§ Given passage:
----
Therein lies the problem with a realistic hero, who will never care for anyone as much as he cares for himself. Tension is too fast to fizzle. Dave is not the wallowing type, and the romance may as well have never happened as far as his character is concerned. He doesn’t even use Machet’s skis (“too stiff”). The Carole episode is less of a drama than a digression—an aesthetically pleasing way for the film to kill time off-mountain as it sets the stage for the final race—and it flows like the Alps edition of a luxury travel magazine, a spread of comely villages and must-see events. 

Without a backdrop of capital-H history, or the “two steps forward, one step back” choreography of a parable, Downhill Racer offers a naturalistic take on sport. The main source of tension comes from the mountain itself. The light is flat, glaring, gray, or bright, and the snow is packed, wet, weightless, or windblown. We hear the violent tear of skis on ice, and watch the hook of a chairlift glide along cable. We feel anticipatory tension in our own locked jaws as, at the top of a race course, skiers stretch and swing their legs, warding off jitters and warming cold muscle, each helmet a palimpsest of scratches from runs gone awry. When racers fall, the snow plumes, hiding their graceless contortions. They sail downslope like rafts on a river, walloped by their own equipment, bodily tributes to the sport. The skiing is beautiful—but then, skiing is not for everyone. Naturalism is a strange project. Its appeal depends entirely upon the appeal of the subject itself. To enjoy Downhill Racer, you may have to enjoy the aesthetic of the sport on its own terms. 

In the second-to-last scene, we find Johnny Creech in the hospital and his teammates against the walls of his room, dispersed by the centrifugal force of another’s bad luck. Delivering a line of doublespeak meant to at once console Creech and chasten Chappellet, Coach Claire tells the men that the “justice of sport” is “sacrifice without end.”
----
[Stored dataset entries]
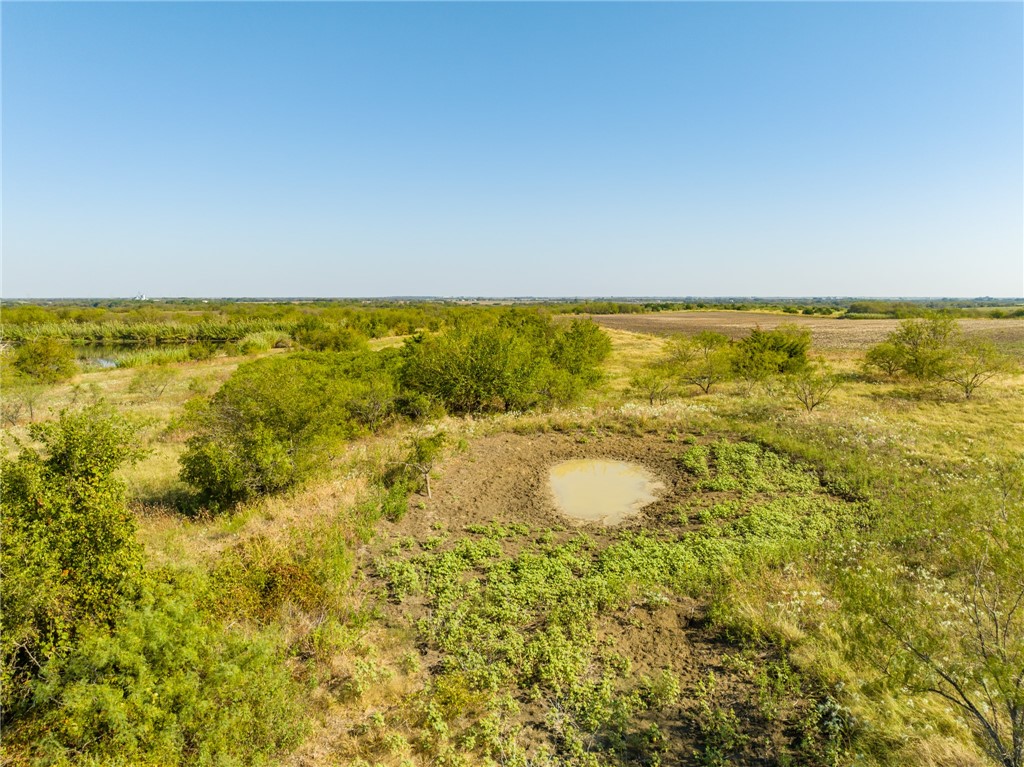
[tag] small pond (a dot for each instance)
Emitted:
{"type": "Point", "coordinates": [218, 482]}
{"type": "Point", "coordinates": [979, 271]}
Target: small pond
{"type": "Point", "coordinates": [600, 491]}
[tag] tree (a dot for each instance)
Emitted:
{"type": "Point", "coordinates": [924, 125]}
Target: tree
{"type": "Point", "coordinates": [272, 424]}
{"type": "Point", "coordinates": [70, 554]}
{"type": "Point", "coordinates": [424, 453]}
{"type": "Point", "coordinates": [921, 347]}
{"type": "Point", "coordinates": [886, 357]}
{"type": "Point", "coordinates": [971, 363]}
{"type": "Point", "coordinates": [702, 360]}
{"type": "Point", "coordinates": [766, 353]}
{"type": "Point", "coordinates": [813, 385]}
{"type": "Point", "coordinates": [655, 382]}
{"type": "Point", "coordinates": [46, 359]}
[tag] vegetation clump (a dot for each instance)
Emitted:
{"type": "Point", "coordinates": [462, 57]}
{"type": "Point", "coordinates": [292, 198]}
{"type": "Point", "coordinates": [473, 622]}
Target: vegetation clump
{"type": "Point", "coordinates": [518, 361]}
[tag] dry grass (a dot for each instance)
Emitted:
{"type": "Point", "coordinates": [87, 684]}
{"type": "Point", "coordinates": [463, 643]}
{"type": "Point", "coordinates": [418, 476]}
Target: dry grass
{"type": "Point", "coordinates": [829, 334]}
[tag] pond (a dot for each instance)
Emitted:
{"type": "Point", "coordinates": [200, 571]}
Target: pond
{"type": "Point", "coordinates": [601, 491]}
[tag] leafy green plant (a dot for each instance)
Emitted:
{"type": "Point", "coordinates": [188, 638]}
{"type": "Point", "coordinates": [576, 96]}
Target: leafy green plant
{"type": "Point", "coordinates": [70, 555]}
{"type": "Point", "coordinates": [46, 359]}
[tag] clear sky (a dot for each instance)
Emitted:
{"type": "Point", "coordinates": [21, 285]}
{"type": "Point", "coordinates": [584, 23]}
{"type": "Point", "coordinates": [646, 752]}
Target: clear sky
{"type": "Point", "coordinates": [512, 150]}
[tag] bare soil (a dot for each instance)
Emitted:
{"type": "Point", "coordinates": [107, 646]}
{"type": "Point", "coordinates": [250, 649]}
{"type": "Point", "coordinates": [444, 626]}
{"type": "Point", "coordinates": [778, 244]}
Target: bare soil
{"type": "Point", "coordinates": [827, 333]}
{"type": "Point", "coordinates": [504, 478]}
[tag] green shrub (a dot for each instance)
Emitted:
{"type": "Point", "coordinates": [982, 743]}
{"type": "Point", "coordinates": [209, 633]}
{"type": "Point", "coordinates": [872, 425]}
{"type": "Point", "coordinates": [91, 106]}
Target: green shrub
{"type": "Point", "coordinates": [274, 421]}
{"type": "Point", "coordinates": [46, 359]}
{"type": "Point", "coordinates": [70, 554]}
{"type": "Point", "coordinates": [512, 364]}
{"type": "Point", "coordinates": [318, 335]}
{"type": "Point", "coordinates": [765, 353]}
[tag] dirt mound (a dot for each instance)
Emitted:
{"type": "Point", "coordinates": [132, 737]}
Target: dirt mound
{"type": "Point", "coordinates": [504, 478]}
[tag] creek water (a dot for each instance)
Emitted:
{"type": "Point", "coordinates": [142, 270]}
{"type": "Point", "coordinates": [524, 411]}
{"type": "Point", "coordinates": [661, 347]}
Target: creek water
{"type": "Point", "coordinates": [600, 491]}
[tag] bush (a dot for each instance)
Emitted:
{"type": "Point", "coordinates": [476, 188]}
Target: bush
{"type": "Point", "coordinates": [318, 335]}
{"type": "Point", "coordinates": [919, 348]}
{"type": "Point", "coordinates": [274, 421]}
{"type": "Point", "coordinates": [514, 364]}
{"type": "Point", "coordinates": [765, 353]}
{"type": "Point", "coordinates": [813, 385]}
{"type": "Point", "coordinates": [70, 554]}
{"type": "Point", "coordinates": [46, 359]}
{"type": "Point", "coordinates": [702, 360]}
{"type": "Point", "coordinates": [167, 687]}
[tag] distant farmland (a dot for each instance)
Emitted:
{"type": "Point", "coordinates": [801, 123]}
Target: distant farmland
{"type": "Point", "coordinates": [828, 333]}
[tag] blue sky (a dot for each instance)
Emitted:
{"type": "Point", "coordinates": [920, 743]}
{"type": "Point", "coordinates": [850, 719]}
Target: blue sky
{"type": "Point", "coordinates": [510, 150]}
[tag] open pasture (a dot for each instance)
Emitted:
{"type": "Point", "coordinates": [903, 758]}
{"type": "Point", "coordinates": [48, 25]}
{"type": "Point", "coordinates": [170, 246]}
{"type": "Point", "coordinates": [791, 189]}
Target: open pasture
{"type": "Point", "coordinates": [829, 334]}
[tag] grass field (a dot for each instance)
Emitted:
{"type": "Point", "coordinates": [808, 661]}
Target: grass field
{"type": "Point", "coordinates": [829, 334]}
{"type": "Point", "coordinates": [483, 628]}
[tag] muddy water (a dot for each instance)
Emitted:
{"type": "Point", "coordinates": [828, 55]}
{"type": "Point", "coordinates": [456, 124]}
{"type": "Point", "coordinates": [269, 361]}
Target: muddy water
{"type": "Point", "coordinates": [599, 491]}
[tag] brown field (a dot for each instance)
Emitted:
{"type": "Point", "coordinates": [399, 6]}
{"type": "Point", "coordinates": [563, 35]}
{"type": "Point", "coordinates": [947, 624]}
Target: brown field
{"type": "Point", "coordinates": [829, 334]}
----
§ Using the information:
1. Using the essay on Downhill Racer, decide whether each statement agrees with it: (a) Dave uses Machet's skis; (b) the film's main tension comes from the mountain; (c) Coach Claire calls the justice of sport sacrifice without end. Answer yes or no for each, quoting the deciding words.
2. Set down, word for word, the part of the Downhill Racer essay from "Therein lies the" to "and must-see events.".
3. Write the next part of the essay on Downhill Racer, picking up after its last sentence.

§ Answers provided:
1.
(a) No: "He doesn’t even use Machet’s skis (“too stiff”)."
(b) Yes: "The main source of tension comes from the mountain itself."
(c) Yes: "Coach Claire tells the men that the “justice of sport” is “sacrifice without end.”"

2.
Therein lies the problem with a realistic hero, who will never care for anyone as much as he cares for himself. Tension is too fast to fizzle. Dave is not the wallowing type, and the romance may as well have never happened as far as his character is concerned. He doesn’t even use Machet’s skis (“too stiff”). The Carole episode is less of a drama than a digression—an aesthetically pleasing way for the film to kill time off-mountain as it sets the stage for the final race—and it flows like the Alps edition of a luxury travel magazine, a spread of comely villages and must-see events.

3.
Sacrifice without end…What does it mean? As a maxim, it doesn’t counter the idea that the fastest racer always wins, but suggests that somebody else will eventually come along and get closer. Maybe we take our own aspirations too seriously. Maybe becoming “a champion” or “famous” or “great” or “a star” would feel hollow, were we ever to arrive. To see a venture through this lens means elevating the downhill over the racer, the symphony over the composer, the dress over the designer. And to believe in this form of justice is the only true solace. Creech made his sacrifice to the sport, and that is all there is to do, whether you’re good, like him, or great, like Dave. In place of a narrative arc, there’s an asymptote, an infinite approach of the limit.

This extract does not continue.